→ Instruções da tarefa
Atualize o texto sobre espaçonaves: reescreva tudo desde "Ele não perde" até "lhe enviar abastecimento.", trocando "mantimentos" por "provisões".

→ Trecho do texto
+===+
Temos em nossa mente a imagem das espaçonaves como coisas gigantescas do tamanho de um transatlântico. Nos EUA vi num museu uma réplica da cápsula em que Alan Shepard fez o seu voo sub-orbital. É uma coisa do tamanho de um fusca. Posso imaginar o que era estar sanduichado lá dentro (o cara mal tem espaço para esticar as pernas), ser jogado solto no espaço a 180 km de altura e voando feito uma pedra-de-balieira quase 500 km de extensão total antes de cair de volta no Oceano Atlântico.

 
O fato de que era um piloto experimentado torna a situação ainda mais arrepiante, porque ele sabia de todos os riscos envolvidos – eu, por exemplo, não sei.
 
Guimarães Rosa criou um conto em que um indivíduo constrói uma canoa especial para si mesmo e parte na direção do rio e nunca mais volta. Por quê? Para quê? Ele desaparece para sempre nesse rio “largo, de não se poder ver a forma da outra beira”. Não conheço melhor descrição do espaço sideral.
 
Ele não perde contato com a terra, no entanto. O filho (que narra a estória) é vigilante e fica fiel ao sonho do pai, mesmo quando todo mundo critica o velho, diz que ficou doido, etc. O filho mantém a retaguarda e a certa altura passa a alimentar o pai, levar-lhe mantimentos, aceitando que ele permaneça nesse espaço, mas alguém da terra precisa lhe enviar abastecimento.
+===+
→ Dados exibidos

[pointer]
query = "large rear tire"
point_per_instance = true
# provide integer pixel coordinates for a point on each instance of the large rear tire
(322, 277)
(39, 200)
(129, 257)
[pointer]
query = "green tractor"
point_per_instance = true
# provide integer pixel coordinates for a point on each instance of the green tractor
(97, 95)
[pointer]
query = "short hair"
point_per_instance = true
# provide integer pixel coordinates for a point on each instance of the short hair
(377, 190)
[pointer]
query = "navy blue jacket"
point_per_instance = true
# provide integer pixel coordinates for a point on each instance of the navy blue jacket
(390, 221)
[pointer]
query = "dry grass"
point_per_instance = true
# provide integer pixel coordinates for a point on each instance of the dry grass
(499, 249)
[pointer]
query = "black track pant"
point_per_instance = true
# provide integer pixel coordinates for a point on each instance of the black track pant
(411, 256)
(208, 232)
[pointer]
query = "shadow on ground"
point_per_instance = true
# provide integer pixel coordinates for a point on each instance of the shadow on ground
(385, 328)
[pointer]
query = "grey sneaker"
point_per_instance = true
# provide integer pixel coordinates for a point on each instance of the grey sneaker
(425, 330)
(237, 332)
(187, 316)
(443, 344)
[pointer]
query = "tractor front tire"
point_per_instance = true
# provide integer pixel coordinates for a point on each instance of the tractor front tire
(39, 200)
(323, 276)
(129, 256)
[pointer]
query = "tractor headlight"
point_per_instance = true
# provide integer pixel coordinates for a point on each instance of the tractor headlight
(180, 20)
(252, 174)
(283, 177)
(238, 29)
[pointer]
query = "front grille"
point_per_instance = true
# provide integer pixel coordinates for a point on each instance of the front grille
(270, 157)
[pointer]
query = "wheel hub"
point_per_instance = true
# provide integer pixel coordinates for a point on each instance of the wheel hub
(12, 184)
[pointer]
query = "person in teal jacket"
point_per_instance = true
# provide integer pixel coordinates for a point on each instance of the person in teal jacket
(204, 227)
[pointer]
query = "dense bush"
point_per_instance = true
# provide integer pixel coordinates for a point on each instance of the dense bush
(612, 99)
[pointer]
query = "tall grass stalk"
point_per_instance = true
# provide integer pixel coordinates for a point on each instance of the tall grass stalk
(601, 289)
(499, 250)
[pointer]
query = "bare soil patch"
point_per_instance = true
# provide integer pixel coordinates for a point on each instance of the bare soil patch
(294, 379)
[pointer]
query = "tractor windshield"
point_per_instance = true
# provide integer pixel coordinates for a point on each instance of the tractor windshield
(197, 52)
+===+
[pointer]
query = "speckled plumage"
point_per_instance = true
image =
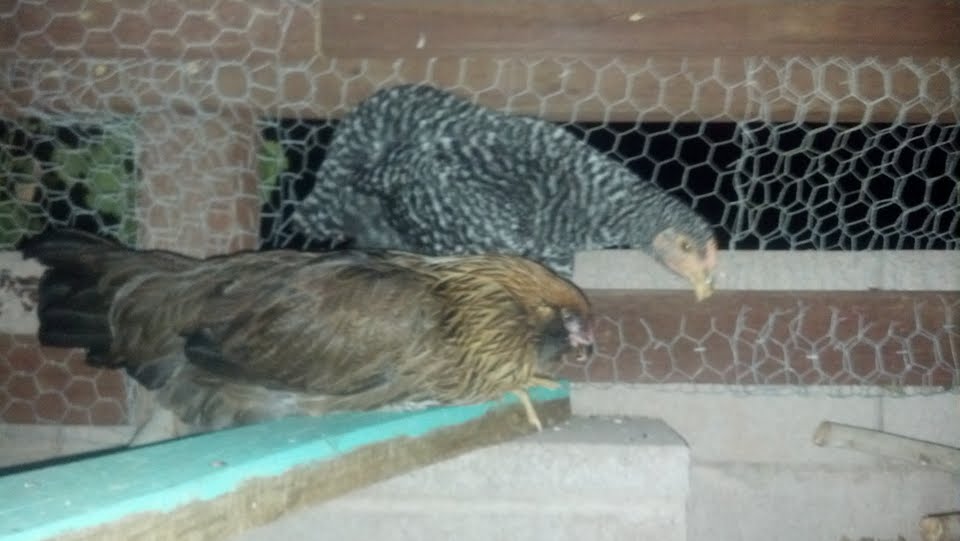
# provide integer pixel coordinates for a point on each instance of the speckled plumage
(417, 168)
+===+
→ Resposta escrita
Ele não perde contato com a terra, no entanto. O filho (que narra a estória) é vigilante e fica fiel ao sonho do pai, mesmo quando todo mundo critica o velho, diz que ficou doido, etc. O filho mantém a retaguarda e a certa altura passa a alimentar o pai, levar-lhe provisões, aceitando que ele permaneça nesse espaço, mas alguém da terra precisa lhe enviar abastecimento.